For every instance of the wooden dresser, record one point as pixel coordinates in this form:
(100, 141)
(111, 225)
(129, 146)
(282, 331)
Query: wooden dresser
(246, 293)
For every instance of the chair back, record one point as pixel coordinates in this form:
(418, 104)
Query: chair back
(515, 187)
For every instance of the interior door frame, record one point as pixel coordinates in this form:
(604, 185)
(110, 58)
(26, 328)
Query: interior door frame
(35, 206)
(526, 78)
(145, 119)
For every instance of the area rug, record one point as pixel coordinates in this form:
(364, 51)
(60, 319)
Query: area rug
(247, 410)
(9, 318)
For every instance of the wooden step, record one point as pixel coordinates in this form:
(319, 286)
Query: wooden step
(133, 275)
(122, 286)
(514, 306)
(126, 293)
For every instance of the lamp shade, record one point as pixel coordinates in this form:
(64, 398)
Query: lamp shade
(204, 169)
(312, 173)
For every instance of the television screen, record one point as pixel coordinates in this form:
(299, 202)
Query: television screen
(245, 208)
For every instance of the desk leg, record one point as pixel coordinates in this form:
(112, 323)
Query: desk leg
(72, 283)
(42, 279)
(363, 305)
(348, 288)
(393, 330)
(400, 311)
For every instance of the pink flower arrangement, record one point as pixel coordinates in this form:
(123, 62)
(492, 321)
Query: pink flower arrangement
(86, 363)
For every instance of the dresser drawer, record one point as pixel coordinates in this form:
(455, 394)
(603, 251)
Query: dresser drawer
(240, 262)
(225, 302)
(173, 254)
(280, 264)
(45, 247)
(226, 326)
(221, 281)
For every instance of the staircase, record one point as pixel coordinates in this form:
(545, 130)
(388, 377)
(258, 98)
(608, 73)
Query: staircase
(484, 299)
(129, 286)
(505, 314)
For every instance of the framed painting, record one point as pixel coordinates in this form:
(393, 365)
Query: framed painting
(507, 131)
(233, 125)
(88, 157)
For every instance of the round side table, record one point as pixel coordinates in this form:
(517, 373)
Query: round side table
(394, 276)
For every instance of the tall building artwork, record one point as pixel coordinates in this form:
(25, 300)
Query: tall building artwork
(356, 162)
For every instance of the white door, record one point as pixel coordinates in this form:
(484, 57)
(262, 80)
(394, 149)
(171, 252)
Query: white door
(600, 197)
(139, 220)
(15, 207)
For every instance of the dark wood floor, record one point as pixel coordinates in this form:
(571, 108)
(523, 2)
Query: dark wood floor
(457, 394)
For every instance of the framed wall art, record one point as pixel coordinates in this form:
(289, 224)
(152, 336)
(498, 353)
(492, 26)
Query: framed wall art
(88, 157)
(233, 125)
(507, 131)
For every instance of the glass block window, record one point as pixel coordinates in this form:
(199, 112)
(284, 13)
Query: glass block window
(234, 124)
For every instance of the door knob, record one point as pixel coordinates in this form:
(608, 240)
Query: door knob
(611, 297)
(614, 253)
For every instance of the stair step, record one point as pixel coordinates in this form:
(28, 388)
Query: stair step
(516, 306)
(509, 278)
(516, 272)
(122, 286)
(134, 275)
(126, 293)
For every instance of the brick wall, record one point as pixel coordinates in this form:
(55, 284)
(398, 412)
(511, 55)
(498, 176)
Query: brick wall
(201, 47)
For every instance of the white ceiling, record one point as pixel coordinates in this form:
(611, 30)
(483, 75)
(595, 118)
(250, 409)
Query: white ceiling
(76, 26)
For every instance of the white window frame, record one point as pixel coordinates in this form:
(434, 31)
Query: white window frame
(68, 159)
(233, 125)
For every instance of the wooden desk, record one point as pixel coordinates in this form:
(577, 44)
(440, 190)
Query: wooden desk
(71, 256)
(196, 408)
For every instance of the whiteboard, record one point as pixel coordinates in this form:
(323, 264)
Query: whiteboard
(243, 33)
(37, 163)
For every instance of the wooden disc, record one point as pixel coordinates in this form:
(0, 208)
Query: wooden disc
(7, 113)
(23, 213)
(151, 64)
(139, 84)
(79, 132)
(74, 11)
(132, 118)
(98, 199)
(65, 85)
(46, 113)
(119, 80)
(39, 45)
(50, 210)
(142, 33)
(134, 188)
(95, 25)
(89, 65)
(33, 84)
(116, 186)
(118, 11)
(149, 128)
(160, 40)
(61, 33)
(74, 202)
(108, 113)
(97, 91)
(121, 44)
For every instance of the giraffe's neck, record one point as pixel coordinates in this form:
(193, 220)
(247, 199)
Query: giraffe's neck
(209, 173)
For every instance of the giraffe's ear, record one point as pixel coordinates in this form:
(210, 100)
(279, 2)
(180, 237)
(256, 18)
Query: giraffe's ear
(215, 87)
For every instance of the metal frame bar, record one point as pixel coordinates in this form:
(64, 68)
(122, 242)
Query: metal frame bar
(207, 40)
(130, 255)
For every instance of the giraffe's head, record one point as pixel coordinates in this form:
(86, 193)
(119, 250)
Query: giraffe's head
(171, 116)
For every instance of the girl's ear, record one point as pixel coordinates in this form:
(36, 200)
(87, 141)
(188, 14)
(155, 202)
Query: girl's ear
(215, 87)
****
[EXERCISE DESCRIPTION]
Copy out the whole listing, exactly as written.

[OUTPUT OF THE TASK]
For every instance of the wooden dresser, record one point as pixel coordinates in this form:
(100, 141)
(111, 225)
(129, 146)
(282, 331)
Query: wooden dresser
(246, 293)
For every instance of the chair back, record one point as pixel coordinates in this form:
(418, 104)
Query: chair back
(515, 187)
For every instance of the interior door frame, record one point as pixel coordinates in this form:
(604, 185)
(110, 58)
(26, 328)
Query: interior door frame
(35, 206)
(526, 78)
(145, 119)
For every instance of the area rug, record one point as pixel coordinates in this form:
(364, 51)
(60, 319)
Query: area rug
(247, 410)
(9, 318)
For every instance of the wooden step, record one point as pixel coordinates in this form:
(319, 286)
Query: wooden step
(133, 275)
(122, 286)
(514, 306)
(126, 293)
For every instance of the lamp shade, record one point as pixel coordinates in this form:
(64, 398)
Query: lamp shade
(204, 169)
(312, 173)
For every instance of the television screen, record one point as pixel coordinates in this form:
(299, 202)
Query: television screen
(245, 208)
For every instance of the desk leg, record one point as pixel coordinates in this form:
(112, 323)
Query: desk leg
(72, 283)
(42, 279)
(363, 305)
(348, 288)
(393, 330)
(400, 311)
For every instance of the pink flower arrangement, record one point as pixel coordinates in this form:
(123, 62)
(492, 321)
Query: pink flower arrangement
(86, 363)
For every instance of the dresser drawer, record one point as pixel coordinates in this form:
(455, 394)
(603, 251)
Query: dresser drawer
(240, 262)
(225, 302)
(173, 254)
(280, 264)
(45, 247)
(226, 326)
(221, 281)
For every instance of the staircase, record one point as pixel coordinates in this form:
(545, 130)
(388, 377)
(258, 98)
(608, 73)
Query: staircase
(484, 299)
(129, 286)
(505, 314)
For every instance of the framed painting, record one point as pixel coordinates in this form:
(393, 365)
Query: framed painting
(507, 131)
(233, 125)
(88, 157)
For every instance of the round side table, record one point as pixel coordinates in this form:
(517, 373)
Query: round side table
(394, 276)
For every instance of the tall building artwork, record one point as pixel coordinates in this form:
(25, 300)
Query: tall building artwork
(356, 162)
For every instance of the white door, record one point as pixel coordinates in this form:
(484, 57)
(262, 80)
(394, 149)
(171, 252)
Query: white door
(600, 197)
(139, 220)
(15, 207)
For every instance of the dark wood floor, record one point as pixel coordinates in this form:
(571, 108)
(523, 2)
Query: dark wood floor
(457, 394)
For every instance of the framed wall art, record one point as pixel coordinates in this form:
(289, 224)
(152, 336)
(498, 353)
(492, 26)
Query: framed wall art
(88, 157)
(233, 125)
(507, 131)
For every instance of the glass block window, record one point as pixel coordinates in this form:
(199, 112)
(284, 13)
Query: glass block window
(234, 124)
For every instance of the door knob, record one point as pixel coordinates in this form:
(608, 240)
Query: door knob
(611, 297)
(614, 253)
For every instance of the stair step, record one point as pixel coordinates in this form:
(28, 388)
Query: stair step
(516, 306)
(509, 278)
(516, 272)
(122, 286)
(134, 275)
(126, 293)
For every instance of the brick wall, record one point as pixel coordinates in this form:
(55, 284)
(398, 412)
(511, 55)
(498, 176)
Query: brick wall
(201, 47)
For every instance of the white ceiling, record one point as pixel coordinates in this form:
(611, 30)
(483, 75)
(595, 118)
(250, 409)
Query: white ceiling
(76, 26)
For every instance of the white window frame, record one point as pixel coordinates in this form:
(434, 31)
Query: white window frame
(68, 159)
(233, 125)
For every instance of the wooden desk, record one point as pixel coordinates in this form:
(577, 44)
(440, 190)
Query: wooden desk
(71, 256)
(196, 408)
For every instance of the whiteboard, record one point as pixel coordinates in this form:
(323, 264)
Query: whiteboard
(243, 33)
(37, 163)
For every instance of the wooden disc, record one point as pixel coordinates in this form:
(0, 208)
Query: wooden disc
(7, 113)
(23, 213)
(151, 64)
(139, 84)
(79, 132)
(74, 11)
(132, 118)
(98, 199)
(65, 85)
(46, 113)
(119, 80)
(39, 45)
(50, 210)
(142, 33)
(134, 188)
(95, 25)
(89, 65)
(33, 84)
(116, 186)
(118, 11)
(149, 128)
(160, 40)
(61, 33)
(74, 202)
(108, 113)
(97, 91)
(121, 44)
For every instance of the giraffe's neck, record one point as pixel coordinates in this form:
(193, 220)
(247, 199)
Query: giraffe's neck
(209, 173)
For every instance of the giraffe's ear, record one point as pixel coordinates in this form:
(210, 100)
(279, 2)
(180, 237)
(256, 18)
Query: giraffe's ear
(215, 87)
For every instance of the metal frame bar, record one point as pixel coordinates in this form:
(64, 68)
(122, 242)
Query: metal frame bar
(207, 40)
(130, 255)
For every instance of the giraffe's head, record one point as pixel coordinates in this form:
(86, 193)
(119, 250)
Query: giraffe's head
(171, 116)
For every instance of the girl's ear, record one point as pixel coordinates in this form:
(36, 200)
(87, 141)
(188, 14)
(155, 202)
Query: girl's ear
(215, 87)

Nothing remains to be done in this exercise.